======== SOURCE MATERIAL ========

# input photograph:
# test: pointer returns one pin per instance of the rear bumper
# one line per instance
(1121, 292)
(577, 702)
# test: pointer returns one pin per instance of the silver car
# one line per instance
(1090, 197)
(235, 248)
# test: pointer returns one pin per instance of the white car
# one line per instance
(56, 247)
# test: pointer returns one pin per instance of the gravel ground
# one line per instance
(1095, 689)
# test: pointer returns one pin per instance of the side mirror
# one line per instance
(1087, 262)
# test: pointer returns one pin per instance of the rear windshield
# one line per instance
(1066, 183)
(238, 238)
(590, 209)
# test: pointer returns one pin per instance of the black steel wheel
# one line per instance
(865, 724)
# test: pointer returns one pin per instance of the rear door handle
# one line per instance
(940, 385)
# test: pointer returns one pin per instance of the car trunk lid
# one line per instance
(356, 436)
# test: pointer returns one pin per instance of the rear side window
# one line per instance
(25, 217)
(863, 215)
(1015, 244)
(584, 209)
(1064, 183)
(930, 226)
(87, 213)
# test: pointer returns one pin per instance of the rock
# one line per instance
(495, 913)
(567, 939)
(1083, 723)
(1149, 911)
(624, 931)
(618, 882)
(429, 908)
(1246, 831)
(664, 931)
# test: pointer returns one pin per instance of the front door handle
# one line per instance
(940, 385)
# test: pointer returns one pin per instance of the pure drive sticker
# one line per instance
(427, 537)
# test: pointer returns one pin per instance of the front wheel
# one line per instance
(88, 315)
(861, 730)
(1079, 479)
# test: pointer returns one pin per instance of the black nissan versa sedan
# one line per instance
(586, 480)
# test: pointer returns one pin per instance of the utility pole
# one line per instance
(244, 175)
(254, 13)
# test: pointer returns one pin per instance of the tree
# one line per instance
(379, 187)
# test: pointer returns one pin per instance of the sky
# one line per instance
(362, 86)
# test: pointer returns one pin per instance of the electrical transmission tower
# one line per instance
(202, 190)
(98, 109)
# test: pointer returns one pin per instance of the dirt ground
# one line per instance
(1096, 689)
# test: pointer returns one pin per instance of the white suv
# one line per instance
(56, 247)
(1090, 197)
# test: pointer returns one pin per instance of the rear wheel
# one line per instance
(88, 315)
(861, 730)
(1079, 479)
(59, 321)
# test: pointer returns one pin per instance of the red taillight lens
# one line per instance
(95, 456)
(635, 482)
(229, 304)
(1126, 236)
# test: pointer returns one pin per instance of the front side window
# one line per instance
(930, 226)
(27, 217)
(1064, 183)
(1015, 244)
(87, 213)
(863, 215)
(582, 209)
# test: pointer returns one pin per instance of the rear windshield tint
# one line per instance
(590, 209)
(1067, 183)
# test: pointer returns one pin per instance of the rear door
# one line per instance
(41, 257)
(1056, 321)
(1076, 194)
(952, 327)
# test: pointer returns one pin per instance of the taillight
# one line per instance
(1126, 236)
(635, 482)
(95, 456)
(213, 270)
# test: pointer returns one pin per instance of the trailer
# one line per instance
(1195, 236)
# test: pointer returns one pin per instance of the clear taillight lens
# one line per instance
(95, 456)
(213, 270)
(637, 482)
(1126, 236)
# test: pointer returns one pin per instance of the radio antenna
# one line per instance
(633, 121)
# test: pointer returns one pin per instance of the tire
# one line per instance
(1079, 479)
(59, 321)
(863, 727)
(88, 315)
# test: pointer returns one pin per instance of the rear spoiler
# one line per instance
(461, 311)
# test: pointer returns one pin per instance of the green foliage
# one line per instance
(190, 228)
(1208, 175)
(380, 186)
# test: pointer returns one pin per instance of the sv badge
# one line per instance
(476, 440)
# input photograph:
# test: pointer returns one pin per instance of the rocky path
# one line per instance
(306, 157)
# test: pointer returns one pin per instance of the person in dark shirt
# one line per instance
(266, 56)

========

YOUR INSTRUCTIONS: Check each line of the records for the string "black" and copy those that have it.

ANSWER TO THE EXERCISE:
# test: pointer returns one pin per instance of the black steel wheel
# test: pointer returns one pin per instance of the black nissan versa sedan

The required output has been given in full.